Task description. In the biography of William Haymond, revise the part that opens with the words containing "William married Cassandra" and closes with "9 July 1755.", and replace "disastrous" with "devastating".
BEGIN Supplied passage
= Major William Haymond =

American surveyor (1740–1821)

William Haymond (January 4, 1740 – November 12, 1821) was a military officer and surveyor. Haymond served in the French and Indian War and the Revolutionary War. Prior to the Revolution, he served in George Washington's Virginia Regiment. In 1781, during the Revolution, Haymond was commissioned to major by Benjamin Harrison V. After the Revolution, he served as an official surveyor in what is now West Virginia.

== Early life ==
William Haymond was born in the colony of Maryland, January 4, 1740, to John Haymond and Margaret Calder. John and Margaret were married August 22, 1723, at Queen Anne's Parish in Maryland. They had at least two other children, Calder and Nicholas.

William married Cassandra Clelland on April 19, 1763. Cassandra was born in Prince George's County on October 25, 1741, to Thomas and Jane Cleland. She and William had 5 children (John, Margaret, William, Thomas, and Daniel) prior to her death. Cassandra died on December 23, 1788. The following year, William went on to marry Mary "Polly" Pettyjohn Powers on December 29, 1789. They had 3 children together: Cyrus, Ruth, and Maxa.

== Military service ==

=== Prior to the Revolutionary War ===
William Haymond accompanied the army of General Edward Braddock on its march to capture Fort Duquesne from the French, which met with a disastrous defeat on the Monongahela River on 9 July 1755.

He was a soldier in General Forbes' expedition in 1758 against the same position. The expedition was successful, and Fort Duquesne was renamed Fort Pitt after William Pitt the Elder, which later became Pittsburgh, Pennsylvania.

In February 1759, Haymond enlisted in the Virginia Regiment, commanded by Col. George Washington, which had been detailed to garrison the country captured from the French. He served along the Monongahela and Allegheny Rivers and as far north as "Presque Isle Fort Presque Isle," now Erie, Pennsylvania, on the Lake Erie. When the regiment was withdrawn from the west, it was marched up the Shenandoah Valley and on to the Holstein River to suppress an outbreak among the Cherokee Indians.

When the Cherokees were quieted the regiment returned to the valley and was discharged. Haymond's discharge is dated February 24, 1762, at Fort Lewis, near Staunton, Virginia. It states that Haymond "duly served three years and behaved as a good soldier and faithful subject."
END Supplied passage
BEGIN Source data
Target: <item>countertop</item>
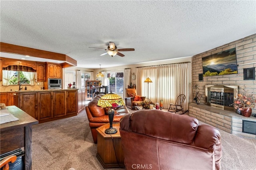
END Source data
Written answer.
William married Cassandra Clelland on April 19, 1763. Cassandra was born in Prince George's County on October 25, 1741, to Thomas and Jane Cleland. She and William had 5 children (John, Margaret, William, Thomas, and Daniel) prior to her death. Cassandra died on December 23, 1788. The following year, William went on to marry Mary "Polly" Pettyjohn Powers on December 29, 1789. They had 3 children together: Cyrus, Ruth, and Maxa.

== Military service ==

=== Prior to the Revolutionary War ===
William Haymond accompanied the army of General Edward Braddock on its march to capture Fort Duquesne from the French, which met with a devastating defeat on the Monongahela River on 9 July 1755.